■ Data provided ■
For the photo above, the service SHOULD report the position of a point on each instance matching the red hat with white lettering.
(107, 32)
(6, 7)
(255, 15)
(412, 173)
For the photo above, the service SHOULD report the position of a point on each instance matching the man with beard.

■ Task brief ■
Copy out the listing above, substituting "MUST" for "SHOULD" wherever it occurs and leaving every other word as it stands.

■ Finished exercise ■
For the photo above, the service MUST report the position of a point on each instance matching the red hat with white lettering.
(107, 32)
(6, 7)
(255, 15)
(412, 173)
For the photo above, the service MUST report the position of a point on each instance matching the man with beard.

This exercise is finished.